Aim of the exercise: Lay out the entries below as a two-column CSV with the header columns "prompt" and "response", one row per entry. Put the entry's wording in the first column and its answer in the second, each in a quoted field with line breaks replaced by spaces, and leave the pictures out.

Supplied records:
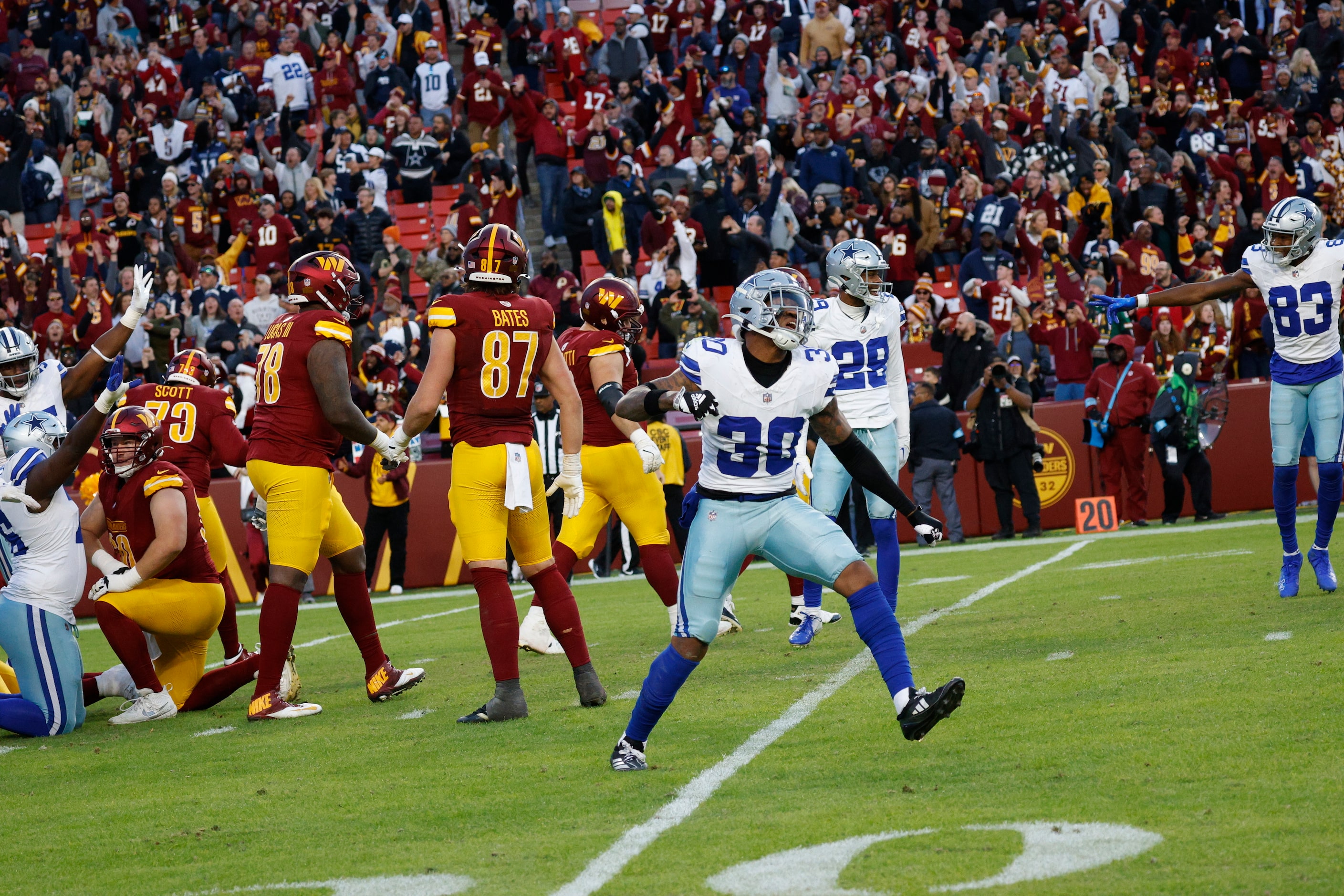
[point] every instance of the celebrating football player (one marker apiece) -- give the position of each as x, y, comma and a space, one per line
488, 348
303, 410
754, 397
1300, 280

Answer to the task:
prompt,response
"[point] every instance of the celebrating football player (one marker apiece) -- give the position of each as x, y, comma and a space, one per line","488, 348 303, 410 754, 397 1300, 280"